▶ _About this task_
Transcribe each entry exactly as it appears, leaving out any picture it holds.

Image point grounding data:

========================

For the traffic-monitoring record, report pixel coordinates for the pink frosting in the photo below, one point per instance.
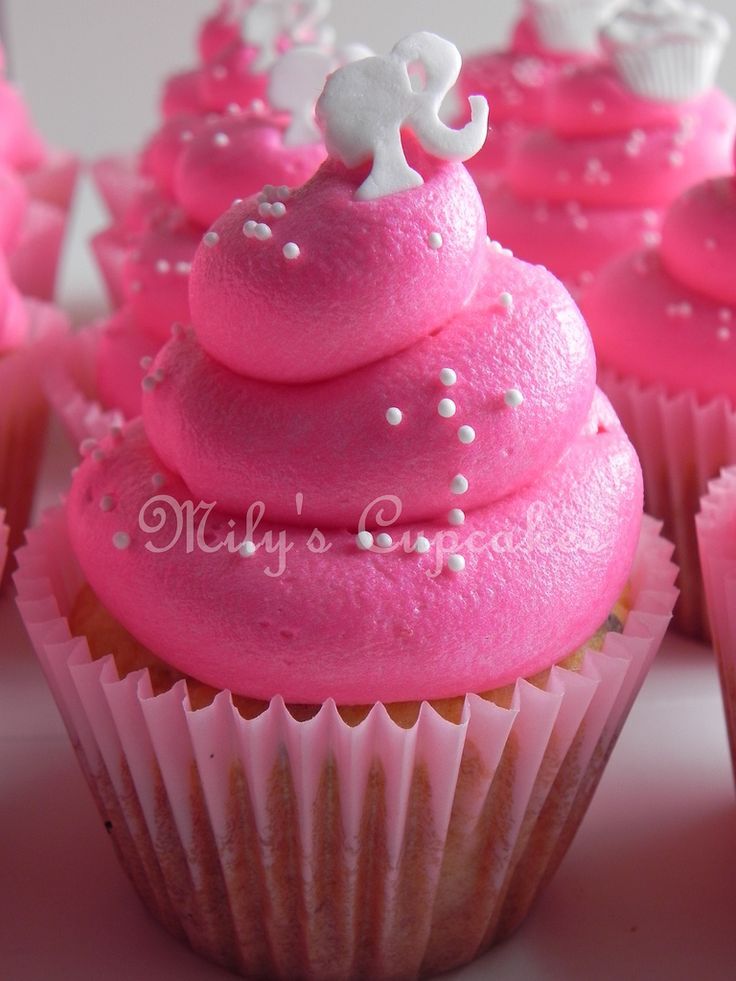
(366, 284)
(123, 352)
(668, 317)
(554, 497)
(596, 181)
(516, 83)
(14, 321)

========================

▶ _Result of this exercise_
For the traffic-monitoring record, report pixel coordinates for the pink frosting in the photo below, one point per instance.
(366, 284)
(123, 352)
(668, 317)
(554, 497)
(596, 181)
(516, 83)
(14, 321)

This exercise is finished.